- Exercise instructions
Please reproduce the head tax transcript, beginning at the words "Canada's Turn-of-the-Century Head" and stopping after "morning, you two.", and substitute "Vancouver" for "Ottawa" throughout.

- Text segment
Canada's Turn-of-the-Century Head Tax on Chinese Immigrants
ANCHOR: Dan Matheson
GUESTS: Yew Lee, Son of Chinese Who Paid Head Tax in Canada; May
Cheng, President, Chinese Canadian National Council
MATHESON: Three Canadians today begin what could be a pretty long legal
battle for compensation. The Canadian government levied a head tax on
all Chinese immigrants at the turn of the century. This tax endured for
more than 60 years. Is an apology long overdue? Joining us now from Ottawa:
plaintiff Yew Lee. His father paid 500 dollars to enter this country in
1913. And in the studio is the resident of the Chinese Canadian National
Council, May Cheng. Good morning, you two.
LEE: Good morning, Dan.
CHENG: Good morning.
MATHESON: Yew, can we ask you about your parents and the circumstances
by which they came to Canada?
LEE: Sure. This is pretty recent history for me. It is my father. This
is a copy of the head tax that --
MATHESON: Is that his photograph on it?
LEE: Yes, that's him here. He paid 500 dollars. There was a Controller
of Chinese immigration at that time. This was legislation directed at
Chinese only. He came in 1913, he was, I would say, the model immigrant.

- Stored records
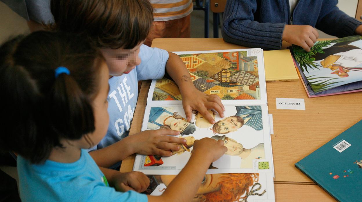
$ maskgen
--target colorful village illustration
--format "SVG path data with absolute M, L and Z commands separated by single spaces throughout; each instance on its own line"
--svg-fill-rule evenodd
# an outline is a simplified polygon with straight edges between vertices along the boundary
M 181 55 L 195 87 L 223 100 L 260 99 L 257 56 L 247 51 Z M 153 100 L 181 100 L 177 85 L 167 78 L 157 80 Z

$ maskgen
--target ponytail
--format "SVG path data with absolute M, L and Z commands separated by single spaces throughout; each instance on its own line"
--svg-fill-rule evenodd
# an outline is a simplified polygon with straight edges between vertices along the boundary
M 0 47 L 0 149 L 33 163 L 47 158 L 62 139 L 94 130 L 100 53 L 82 39 L 41 31 Z M 59 66 L 70 73 L 55 76 Z

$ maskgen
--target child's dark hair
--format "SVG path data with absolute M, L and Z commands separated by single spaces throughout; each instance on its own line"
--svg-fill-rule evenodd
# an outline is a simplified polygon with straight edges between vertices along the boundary
M 153 21 L 149 0 L 52 0 L 58 30 L 81 35 L 100 48 L 131 49 L 146 38 Z
M 93 132 L 92 102 L 102 60 L 99 51 L 70 34 L 38 31 L 3 44 L 0 149 L 39 163 L 63 146 L 60 140 Z M 56 78 L 60 66 L 70 73 Z

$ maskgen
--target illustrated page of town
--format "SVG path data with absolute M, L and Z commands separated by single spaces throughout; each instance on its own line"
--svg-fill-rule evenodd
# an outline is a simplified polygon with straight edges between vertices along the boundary
M 200 91 L 216 95 L 226 104 L 266 103 L 262 49 L 174 52 L 180 56 Z M 181 104 L 182 100 L 177 85 L 170 77 L 152 81 L 148 104 Z

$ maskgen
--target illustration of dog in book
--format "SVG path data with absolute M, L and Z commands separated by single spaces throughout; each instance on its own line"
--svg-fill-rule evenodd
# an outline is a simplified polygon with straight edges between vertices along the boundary
M 226 134 L 233 132 L 243 126 L 248 125 L 256 130 L 263 129 L 261 106 L 235 106 L 236 113 L 235 116 L 224 118 L 212 126 L 214 133 Z
M 247 149 L 244 148 L 241 144 L 225 135 L 214 136 L 211 138 L 224 141 L 224 145 L 227 148 L 227 151 L 225 152 L 225 154 L 237 156 L 241 158 L 241 168 L 252 168 L 253 160 L 265 158 L 264 143 L 260 143 L 253 147 Z
M 362 72 L 362 49 L 355 48 L 329 55 L 321 61 L 321 65 L 333 71 L 331 74 L 340 77 L 349 76 L 348 72 L 350 71 Z
M 207 174 L 192 201 L 247 201 L 262 197 L 266 192 L 260 182 L 259 173 Z M 144 193 L 159 195 L 167 189 L 176 175 L 148 176 L 150 186 Z

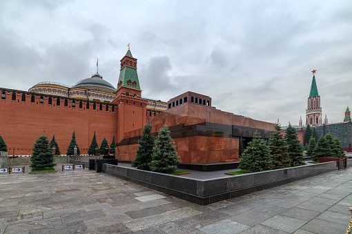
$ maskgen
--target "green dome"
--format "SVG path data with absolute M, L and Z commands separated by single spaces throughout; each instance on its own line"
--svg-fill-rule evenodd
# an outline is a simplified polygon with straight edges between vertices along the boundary
M 91 89 L 94 89 L 94 88 L 98 87 L 110 90 L 114 92 L 116 91 L 116 89 L 114 88 L 114 86 L 113 86 L 109 82 L 104 80 L 103 77 L 101 77 L 99 73 L 94 74 L 90 78 L 87 78 L 79 81 L 73 86 L 73 88 L 79 87 L 86 88 L 90 88 L 89 87 L 92 87 Z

- Task response
Canada's Turn-of-the-Century Head Tax on Chinese Immigrants
ANCHOR: Dan Matheson
GUESTS: Yew Lee, Son of Chinese Who Paid Head Tax in Canada; May
Cheng, President, Chinese Canadian National Council
MATHESON: Three Canadians today begin what could be a pretty long legal
battle for compensation. The Canadian government levied a head tax on
all Chinese immigrants at the turn of the century. This tax endured for
more than 60 years. Is an apology long overdue? Joining us now from Vancouver:
plaintiff Yew Lee. His father paid 500 dollars to enter this country in
1913. And in the studio is the resident of the Chinese Canadian National
Council, May Cheng. Good morning, you two.